**Records to use**

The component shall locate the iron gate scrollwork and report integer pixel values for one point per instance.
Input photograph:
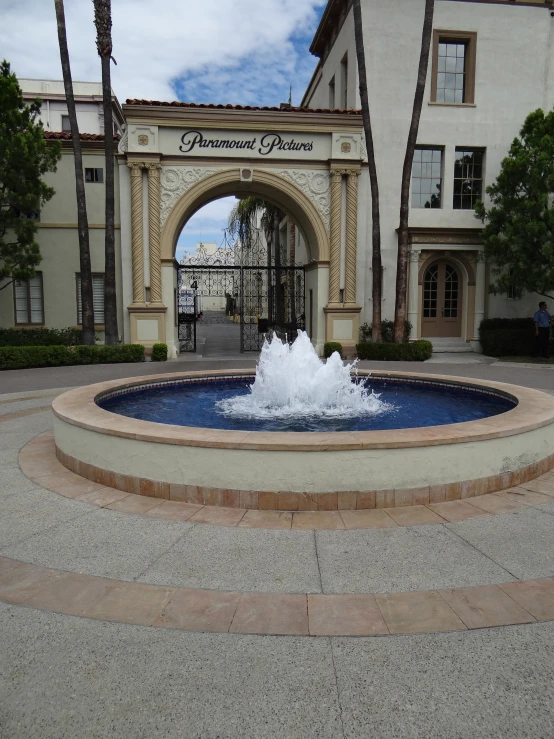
(261, 289)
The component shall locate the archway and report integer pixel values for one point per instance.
(273, 293)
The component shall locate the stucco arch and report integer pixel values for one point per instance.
(266, 184)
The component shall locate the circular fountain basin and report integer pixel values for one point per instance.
(307, 470)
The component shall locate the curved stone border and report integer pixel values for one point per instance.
(38, 461)
(288, 614)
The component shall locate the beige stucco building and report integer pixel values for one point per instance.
(492, 64)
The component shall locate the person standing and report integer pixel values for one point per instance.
(542, 331)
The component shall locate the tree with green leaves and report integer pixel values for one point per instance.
(103, 22)
(25, 156)
(519, 223)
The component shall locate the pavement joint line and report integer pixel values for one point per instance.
(414, 612)
(487, 556)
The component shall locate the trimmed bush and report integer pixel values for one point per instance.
(40, 337)
(330, 347)
(159, 353)
(507, 337)
(387, 331)
(418, 351)
(20, 357)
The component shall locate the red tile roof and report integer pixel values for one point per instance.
(212, 106)
(66, 136)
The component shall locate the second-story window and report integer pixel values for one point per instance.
(454, 65)
(427, 178)
(468, 178)
(93, 174)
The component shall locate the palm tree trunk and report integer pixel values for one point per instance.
(400, 311)
(103, 22)
(82, 220)
(376, 264)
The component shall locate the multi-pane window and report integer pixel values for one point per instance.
(451, 72)
(29, 303)
(97, 298)
(430, 292)
(451, 289)
(427, 178)
(454, 67)
(468, 178)
(93, 174)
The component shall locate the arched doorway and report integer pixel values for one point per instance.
(442, 300)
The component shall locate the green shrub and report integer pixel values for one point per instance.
(40, 336)
(507, 337)
(159, 353)
(19, 357)
(330, 347)
(387, 331)
(418, 351)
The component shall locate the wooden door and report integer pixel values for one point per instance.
(442, 301)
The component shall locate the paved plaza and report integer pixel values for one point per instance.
(99, 637)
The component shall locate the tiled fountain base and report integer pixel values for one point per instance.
(39, 462)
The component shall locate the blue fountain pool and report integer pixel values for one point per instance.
(407, 404)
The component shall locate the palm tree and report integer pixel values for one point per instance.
(400, 312)
(103, 22)
(375, 207)
(82, 220)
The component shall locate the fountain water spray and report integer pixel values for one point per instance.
(291, 380)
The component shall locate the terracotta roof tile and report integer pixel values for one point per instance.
(212, 106)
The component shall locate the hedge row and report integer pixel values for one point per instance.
(417, 351)
(20, 357)
(40, 336)
(507, 337)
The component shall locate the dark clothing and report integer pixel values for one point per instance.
(541, 342)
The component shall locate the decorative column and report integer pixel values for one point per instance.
(413, 292)
(351, 236)
(154, 171)
(480, 290)
(137, 234)
(336, 234)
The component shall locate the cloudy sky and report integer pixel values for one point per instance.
(225, 51)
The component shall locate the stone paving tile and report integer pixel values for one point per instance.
(67, 677)
(483, 684)
(266, 520)
(401, 559)
(485, 606)
(28, 513)
(416, 613)
(206, 610)
(522, 543)
(131, 603)
(270, 613)
(536, 596)
(457, 510)
(345, 615)
(224, 558)
(414, 515)
(102, 542)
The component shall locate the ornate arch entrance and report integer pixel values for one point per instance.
(307, 163)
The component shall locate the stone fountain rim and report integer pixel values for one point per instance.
(79, 407)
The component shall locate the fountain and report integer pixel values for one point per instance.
(302, 434)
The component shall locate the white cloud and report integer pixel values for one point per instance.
(240, 50)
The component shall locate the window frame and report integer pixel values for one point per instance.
(94, 181)
(458, 150)
(469, 38)
(77, 279)
(428, 147)
(29, 315)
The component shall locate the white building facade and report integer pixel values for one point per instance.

**Exercise instructions**
Once the pictures are removed, reproduce the remaining entries above exactly.

**Exercise response**
The component shall locate the iron gate scrollwork and report integer pixel values for one point per instance.
Input photograph:
(261, 289)
The component shall locate the archway and report integer pixel values for one point per instance.
(273, 293)
The component shall locate the stucco arch and report integer pixel values for one point per instance.
(266, 184)
The component shall locate the circular fountain basin and report integer pixel values for one point per instance.
(307, 470)
The component shall locate the curved stone border and report integer pixel values for one point per instance.
(38, 461)
(288, 614)
The component shall locate the beige stucco building and report integer pixel values for one point per instance.
(492, 64)
The component shall locate the person standing and report integer pixel values for one point per instance.
(542, 331)
The component shall locate the tree with green leaves and report integer pixel values for one point per instance.
(103, 22)
(25, 156)
(519, 223)
The component shall locate the pavement joint line and report integer pixel values for one point per instance.
(414, 612)
(487, 556)
The component shall locate the trimmed bush and report integer pixel values for one point per instance.
(40, 337)
(330, 347)
(159, 353)
(507, 337)
(387, 331)
(418, 351)
(20, 357)
The component shall locate the red tile roof and report integer pixel values for one point per instance.
(212, 106)
(66, 136)
The component shall locate the second-story window and report integer pixel values for one point per instance.
(454, 65)
(427, 178)
(468, 178)
(93, 174)
The component shall locate the palm tree trunk and report integer pixel values for one point per instance.
(400, 311)
(103, 22)
(82, 220)
(376, 264)
The component shall locate the multi-pane window and report integer pixel values for one point per instance.
(451, 72)
(29, 303)
(97, 298)
(430, 292)
(451, 289)
(427, 178)
(454, 67)
(468, 178)
(93, 174)
The component shall locate the arched doorway and report integer pixel values for one point per instance.
(442, 300)
The component shall locate the green shrub and report integer pixel values for one point per instance.
(40, 336)
(507, 337)
(159, 353)
(19, 357)
(330, 347)
(387, 331)
(418, 351)
The component shall locate the wooden door and report integer pixel values for one point per instance.
(442, 301)
The component shall locate the paved plaza and report integer pixel values for one point per instance.
(99, 637)
The component shall locate the tiled fountain base and report integer pixel values for one point per instance.
(39, 462)
The component shall locate the blue fountain pool and report integer pixel values for one point per instance.
(407, 404)
The component shall locate the palm tree and report integer pixel values for one point per instance.
(400, 312)
(103, 22)
(375, 207)
(82, 220)
The component shall locate the fountain water spray and report integer pixel values for one point per instance.
(291, 380)
The component shall locate the terracotta roof tile and report integer pixel values for one point per instance.
(212, 106)
The component shall locate the hedge row and report integer pixel values for one point per instance.
(417, 351)
(20, 357)
(40, 336)
(507, 337)
The component shall locate the dark clothing and report integer pixel values for one point per instance.
(541, 342)
The component shall locate the decorative column and report integer pixel values for one point per instance.
(413, 292)
(351, 236)
(154, 171)
(480, 290)
(137, 234)
(336, 234)
The component shall locate the cloudy sky and report integer pixel values for one point per instance.
(225, 51)
The component shall locate the stone paving tile and report integer pixel values for one point per instance.
(67, 677)
(483, 684)
(266, 520)
(401, 559)
(485, 606)
(28, 513)
(416, 613)
(206, 610)
(522, 543)
(131, 603)
(270, 613)
(536, 596)
(457, 510)
(345, 615)
(224, 558)
(414, 515)
(102, 542)
The component shall locate the ornate arch entrance and report integer pixel values for one point per instance.
(307, 163)
The component shall locate the stone fountain rim and report integer pixel values for one point per instance.
(79, 407)
The component shall locate the fountain and report integer pixel values for one point per instance.
(302, 434)
The component shall locate the white cloud and report integer pixel values for one point per instance.
(240, 50)
The component shall locate the window frame and report integer pixel values for one point per instance.
(94, 181)
(458, 150)
(469, 38)
(77, 279)
(428, 147)
(29, 315)
The component shall locate the white building facade and report integer pixel values for one point per instance.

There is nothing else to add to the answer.